- **TÂCHE DEMANDÉE A**:
Dans le texte sur le budget de la Syldavie, relevez tout ce que les nouvelles taxes frappent, d'après les exemples donnés.
- **TÂCHE DEMANDÉE B**:
D'après le texte sur le budget de la Syldavie, dans quel but les députés ont-ils voté toutes ces nouvelles taxes ? Répondez en une à trois phrases.
- **TÂCHE DEMANDÉE C**:
Recopiez le passage du texte sur le budget de la Syldavie qui va de « Quand on n’a » à « combler le déficit. », ces mots compris.

- **EXTRAIT CHOISI**:
------

Quand on n’a plus d’argent, il faut faire preuve
d’imagination. Les députés avaient voté trois cent soixante cinq nouvelles
taxes dans l’année, une par jour. Des taxes sur tout et rien, les crèmes à
bronzer, l’élevage des poulets, le travail illégal, partout où il y avait de
l’agent, il était bienvenu de le prendre pour boucher le trou sidéral du budget
de l’Etat de Syldavie.
Sauf que cela n’avait pas suffi. Cinq jours avant le
bouclage du budget, le soir de Noël, alors que tous les syldaves s’apprêtaient
à réveillonner en famille, il fallait bien se rendre à l’évidence : les
finances n’étaient pas équilibrées et les trois cent soixante cinq nouvelles
taxes ne suffiraient pas à combler le déficit.

------

- **DONNÉES ENREGISTRÉES**:
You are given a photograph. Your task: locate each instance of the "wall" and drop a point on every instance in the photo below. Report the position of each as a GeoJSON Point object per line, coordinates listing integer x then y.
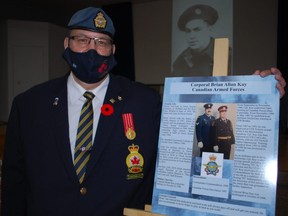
{"type": "Point", "coordinates": [255, 38]}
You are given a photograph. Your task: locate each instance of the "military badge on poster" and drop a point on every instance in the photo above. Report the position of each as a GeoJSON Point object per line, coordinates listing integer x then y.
{"type": "Point", "coordinates": [212, 164]}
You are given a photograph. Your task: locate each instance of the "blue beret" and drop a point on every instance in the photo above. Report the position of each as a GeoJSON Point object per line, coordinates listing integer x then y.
{"type": "Point", "coordinates": [206, 106]}
{"type": "Point", "coordinates": [92, 19]}
{"type": "Point", "coordinates": [199, 11]}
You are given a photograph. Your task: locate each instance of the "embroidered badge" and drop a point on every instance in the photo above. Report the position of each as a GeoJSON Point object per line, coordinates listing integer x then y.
{"type": "Point", "coordinates": [129, 128]}
{"type": "Point", "coordinates": [212, 166]}
{"type": "Point", "coordinates": [134, 162]}
{"type": "Point", "coordinates": [100, 21]}
{"type": "Point", "coordinates": [107, 109]}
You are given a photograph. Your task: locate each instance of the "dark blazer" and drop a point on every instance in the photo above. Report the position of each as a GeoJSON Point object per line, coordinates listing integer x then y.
{"type": "Point", "coordinates": [39, 178]}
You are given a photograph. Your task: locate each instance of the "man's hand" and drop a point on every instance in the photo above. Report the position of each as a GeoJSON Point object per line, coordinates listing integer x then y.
{"type": "Point", "coordinates": [200, 144]}
{"type": "Point", "coordinates": [278, 76]}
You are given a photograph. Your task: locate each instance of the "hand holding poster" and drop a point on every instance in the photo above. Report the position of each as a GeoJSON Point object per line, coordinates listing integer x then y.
{"type": "Point", "coordinates": [230, 168]}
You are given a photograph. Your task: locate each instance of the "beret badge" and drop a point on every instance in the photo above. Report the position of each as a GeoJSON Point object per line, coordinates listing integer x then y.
{"type": "Point", "coordinates": [100, 21]}
{"type": "Point", "coordinates": [198, 11]}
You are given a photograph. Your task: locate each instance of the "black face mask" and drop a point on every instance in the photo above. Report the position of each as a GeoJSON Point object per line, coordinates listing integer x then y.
{"type": "Point", "coordinates": [89, 67]}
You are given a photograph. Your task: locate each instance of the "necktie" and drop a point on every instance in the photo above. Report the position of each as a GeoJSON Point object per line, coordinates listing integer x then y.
{"type": "Point", "coordinates": [84, 137]}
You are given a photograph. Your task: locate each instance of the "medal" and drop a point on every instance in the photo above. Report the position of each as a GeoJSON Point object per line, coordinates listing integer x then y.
{"type": "Point", "coordinates": [128, 123]}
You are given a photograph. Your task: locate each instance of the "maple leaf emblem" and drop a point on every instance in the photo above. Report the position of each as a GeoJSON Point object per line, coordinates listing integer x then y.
{"type": "Point", "coordinates": [135, 160]}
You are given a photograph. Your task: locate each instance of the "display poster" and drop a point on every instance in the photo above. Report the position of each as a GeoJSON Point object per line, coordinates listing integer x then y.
{"type": "Point", "coordinates": [218, 147]}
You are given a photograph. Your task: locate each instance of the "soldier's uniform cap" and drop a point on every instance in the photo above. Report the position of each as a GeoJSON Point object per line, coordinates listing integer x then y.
{"type": "Point", "coordinates": [222, 108]}
{"type": "Point", "coordinates": [199, 11]}
{"type": "Point", "coordinates": [206, 106]}
{"type": "Point", "coordinates": [92, 19]}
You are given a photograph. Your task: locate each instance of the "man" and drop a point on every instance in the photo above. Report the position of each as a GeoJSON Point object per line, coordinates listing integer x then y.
{"type": "Point", "coordinates": [197, 23]}
{"type": "Point", "coordinates": [39, 177]}
{"type": "Point", "coordinates": [203, 130]}
{"type": "Point", "coordinates": [40, 173]}
{"type": "Point", "coordinates": [223, 135]}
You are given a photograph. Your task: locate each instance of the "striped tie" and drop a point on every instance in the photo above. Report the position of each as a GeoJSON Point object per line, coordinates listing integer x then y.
{"type": "Point", "coordinates": [84, 137]}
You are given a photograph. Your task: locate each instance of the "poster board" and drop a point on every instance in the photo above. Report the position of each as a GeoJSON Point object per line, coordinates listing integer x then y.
{"type": "Point", "coordinates": [187, 183]}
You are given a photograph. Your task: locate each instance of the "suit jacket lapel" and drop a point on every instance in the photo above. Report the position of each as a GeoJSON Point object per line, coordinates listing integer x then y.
{"type": "Point", "coordinates": [59, 120]}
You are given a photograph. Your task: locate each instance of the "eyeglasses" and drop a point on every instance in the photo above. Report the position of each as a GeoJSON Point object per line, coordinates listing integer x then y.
{"type": "Point", "coordinates": [83, 42]}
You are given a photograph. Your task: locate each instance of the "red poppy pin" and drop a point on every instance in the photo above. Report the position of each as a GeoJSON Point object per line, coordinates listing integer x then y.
{"type": "Point", "coordinates": [107, 110]}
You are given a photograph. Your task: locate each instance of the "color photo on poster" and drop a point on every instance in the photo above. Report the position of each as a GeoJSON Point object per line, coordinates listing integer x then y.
{"type": "Point", "coordinates": [218, 147]}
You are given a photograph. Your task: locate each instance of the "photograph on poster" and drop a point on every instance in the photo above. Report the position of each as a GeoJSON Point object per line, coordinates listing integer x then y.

------

- **RÉSULTAT A**:
- les crèmes à bronzer
- l'élevage des poulets
- le travail illégal

- **RÉSULTAT B**:
Les députés ont voté ces taxes parce que l'État n'avait plus d'argent. Il fallait boucher le trou sidéral du budget de l'État de Syldavie.

- **RÉSULTAT C**:
Quand on n’a plus d’argent, il faut faire preuve
d’imagination. Les députés avaient voté trois cent soixante cinq nouvelles
taxes dans l’année, une par jour. Des taxes sur tout et rien, les crèmes à
bronzer, l’élevage des poulets, le travail illégal, partout où il y avait de
l’agent, il était bienvenu de le prendre pour boucher le trou sidéral du budget
de l’Etat de Syldavie.
Sauf que cela n’avait pas suffi. Cinq jours avant le
bouclage du budget, le soir de Noël, alors que tous les syldaves s’apprêtaient
à réveillonner en famille, il fallait bien se rendre à l’évidence : les
finances n’étaient pas équilibrées et les trois cent soixante cinq nouvelles
taxes ne suffiraient pas à combler le déficit.